Stored data entries
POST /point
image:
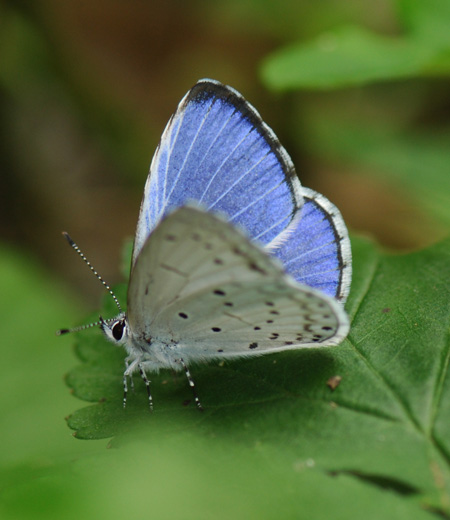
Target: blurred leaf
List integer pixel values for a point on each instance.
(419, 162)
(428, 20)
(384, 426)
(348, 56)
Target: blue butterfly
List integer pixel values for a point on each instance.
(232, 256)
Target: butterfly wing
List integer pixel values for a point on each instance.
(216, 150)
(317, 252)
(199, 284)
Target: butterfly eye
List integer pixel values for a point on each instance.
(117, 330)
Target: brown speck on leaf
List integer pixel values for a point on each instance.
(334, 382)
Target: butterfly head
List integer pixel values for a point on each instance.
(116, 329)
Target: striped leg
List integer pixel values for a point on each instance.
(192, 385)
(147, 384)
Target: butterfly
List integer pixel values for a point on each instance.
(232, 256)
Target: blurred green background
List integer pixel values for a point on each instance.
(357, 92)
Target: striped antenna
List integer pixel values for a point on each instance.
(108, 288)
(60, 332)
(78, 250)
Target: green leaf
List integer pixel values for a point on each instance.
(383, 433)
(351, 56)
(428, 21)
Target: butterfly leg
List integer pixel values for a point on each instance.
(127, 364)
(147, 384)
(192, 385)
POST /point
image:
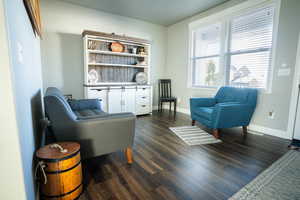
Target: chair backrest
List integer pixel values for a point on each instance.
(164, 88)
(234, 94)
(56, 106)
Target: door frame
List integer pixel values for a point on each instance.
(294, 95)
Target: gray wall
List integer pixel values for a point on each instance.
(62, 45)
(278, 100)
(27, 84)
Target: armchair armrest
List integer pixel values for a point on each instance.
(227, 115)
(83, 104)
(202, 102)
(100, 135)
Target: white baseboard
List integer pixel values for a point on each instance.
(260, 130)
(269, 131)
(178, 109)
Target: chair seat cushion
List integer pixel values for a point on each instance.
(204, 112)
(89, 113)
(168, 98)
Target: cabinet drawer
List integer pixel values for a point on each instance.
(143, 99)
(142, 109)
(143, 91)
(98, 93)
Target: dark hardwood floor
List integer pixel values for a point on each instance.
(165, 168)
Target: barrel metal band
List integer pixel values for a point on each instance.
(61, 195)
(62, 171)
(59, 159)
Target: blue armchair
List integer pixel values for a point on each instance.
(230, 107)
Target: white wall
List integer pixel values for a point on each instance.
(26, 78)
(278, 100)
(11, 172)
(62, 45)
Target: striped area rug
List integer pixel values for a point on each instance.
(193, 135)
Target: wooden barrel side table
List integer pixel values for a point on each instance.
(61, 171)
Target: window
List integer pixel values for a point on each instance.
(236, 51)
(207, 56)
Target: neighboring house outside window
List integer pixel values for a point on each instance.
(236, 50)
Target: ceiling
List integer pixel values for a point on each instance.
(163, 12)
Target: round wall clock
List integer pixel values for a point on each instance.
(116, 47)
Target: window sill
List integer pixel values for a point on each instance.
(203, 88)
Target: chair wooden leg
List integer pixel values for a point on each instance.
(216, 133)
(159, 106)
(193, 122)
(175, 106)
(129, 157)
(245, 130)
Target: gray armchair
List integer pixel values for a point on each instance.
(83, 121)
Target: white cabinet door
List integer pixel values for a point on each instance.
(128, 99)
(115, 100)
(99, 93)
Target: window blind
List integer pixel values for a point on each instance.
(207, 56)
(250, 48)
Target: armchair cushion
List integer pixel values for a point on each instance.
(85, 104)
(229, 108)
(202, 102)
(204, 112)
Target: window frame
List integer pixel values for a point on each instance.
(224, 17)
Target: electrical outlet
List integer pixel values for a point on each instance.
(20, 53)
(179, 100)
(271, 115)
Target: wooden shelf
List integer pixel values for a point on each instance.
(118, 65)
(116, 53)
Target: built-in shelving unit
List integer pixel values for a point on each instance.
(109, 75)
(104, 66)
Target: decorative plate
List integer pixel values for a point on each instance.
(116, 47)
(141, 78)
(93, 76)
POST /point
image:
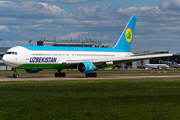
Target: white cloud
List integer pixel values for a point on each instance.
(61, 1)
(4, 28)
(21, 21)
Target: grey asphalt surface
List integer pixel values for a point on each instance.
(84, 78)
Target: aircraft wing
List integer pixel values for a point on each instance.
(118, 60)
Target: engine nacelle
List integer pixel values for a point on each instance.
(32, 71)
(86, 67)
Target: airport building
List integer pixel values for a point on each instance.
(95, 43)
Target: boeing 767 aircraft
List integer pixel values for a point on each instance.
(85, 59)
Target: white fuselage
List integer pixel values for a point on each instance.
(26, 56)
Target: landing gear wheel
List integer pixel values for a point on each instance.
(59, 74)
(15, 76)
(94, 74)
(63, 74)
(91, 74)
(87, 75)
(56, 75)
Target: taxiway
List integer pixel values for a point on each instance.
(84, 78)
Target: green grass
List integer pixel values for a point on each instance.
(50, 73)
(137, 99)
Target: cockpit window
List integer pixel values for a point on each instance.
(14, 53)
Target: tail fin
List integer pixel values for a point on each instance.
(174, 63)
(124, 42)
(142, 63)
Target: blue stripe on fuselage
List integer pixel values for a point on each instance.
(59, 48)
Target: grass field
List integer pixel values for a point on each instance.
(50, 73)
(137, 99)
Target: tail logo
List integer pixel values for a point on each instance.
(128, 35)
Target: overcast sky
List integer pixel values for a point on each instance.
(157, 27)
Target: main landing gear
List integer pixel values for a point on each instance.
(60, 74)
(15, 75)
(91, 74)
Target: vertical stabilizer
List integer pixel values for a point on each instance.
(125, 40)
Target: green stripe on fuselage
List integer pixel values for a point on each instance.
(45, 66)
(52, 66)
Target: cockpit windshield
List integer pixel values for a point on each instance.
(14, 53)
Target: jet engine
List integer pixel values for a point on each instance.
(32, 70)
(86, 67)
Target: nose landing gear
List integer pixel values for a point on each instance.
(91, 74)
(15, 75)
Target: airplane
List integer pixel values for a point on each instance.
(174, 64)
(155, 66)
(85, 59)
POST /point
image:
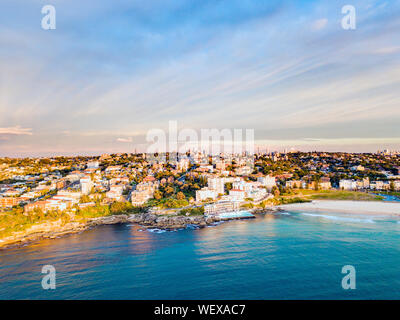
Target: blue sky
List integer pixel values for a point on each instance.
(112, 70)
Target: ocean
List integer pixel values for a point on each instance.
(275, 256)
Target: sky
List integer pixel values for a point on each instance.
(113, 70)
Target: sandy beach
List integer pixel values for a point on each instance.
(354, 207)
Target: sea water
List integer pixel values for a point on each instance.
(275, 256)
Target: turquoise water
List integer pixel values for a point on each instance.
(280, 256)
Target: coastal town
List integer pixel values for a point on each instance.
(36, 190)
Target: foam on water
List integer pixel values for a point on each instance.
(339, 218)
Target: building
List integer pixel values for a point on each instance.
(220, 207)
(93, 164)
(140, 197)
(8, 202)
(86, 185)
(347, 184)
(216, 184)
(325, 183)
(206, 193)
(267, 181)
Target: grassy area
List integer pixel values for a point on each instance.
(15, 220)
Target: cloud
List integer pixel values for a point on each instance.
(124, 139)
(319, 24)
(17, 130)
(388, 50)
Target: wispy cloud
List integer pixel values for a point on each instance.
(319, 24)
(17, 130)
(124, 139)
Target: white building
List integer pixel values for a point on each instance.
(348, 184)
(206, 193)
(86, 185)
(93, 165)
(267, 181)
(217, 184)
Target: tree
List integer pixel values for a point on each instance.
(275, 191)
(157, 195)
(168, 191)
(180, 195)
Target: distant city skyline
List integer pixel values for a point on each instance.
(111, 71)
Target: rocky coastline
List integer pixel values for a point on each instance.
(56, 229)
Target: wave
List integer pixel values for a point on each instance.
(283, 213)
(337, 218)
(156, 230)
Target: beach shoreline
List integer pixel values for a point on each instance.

◆ **Goal**: Copy the entries starting with the line that contains "Target: wispy cloud" and going on through the end of the entries, repeating every line. Shift each answer point coordinate by adding -123 to both of its numbers.

◆ **Solution below**:
Target: wispy cloud
List integer pixel values for a point on each instance.
(196, -99)
(-106, 7)
(1, 16)
Target: white building
List integer pixel values for a point on each instance.
(225, 61)
(83, 70)
(-37, 62)
(-30, 42)
(144, 58)
(94, 61)
Target: tree
List integer pixel values for a point on each instance.
(152, 68)
(34, 72)
(45, 68)
(57, 72)
Target: distant city skyline
List integer pixel values for a point on each instance.
(-12, -52)
Target: rocky coastline
List integer pixel values for a point on each instance.
(-67, 106)
Target: wave
List integer pixel values for a point on each instance.
(160, 90)
(214, 95)
(33, 107)
Target: beach shoreline
List integer pixel values for a point on each instance.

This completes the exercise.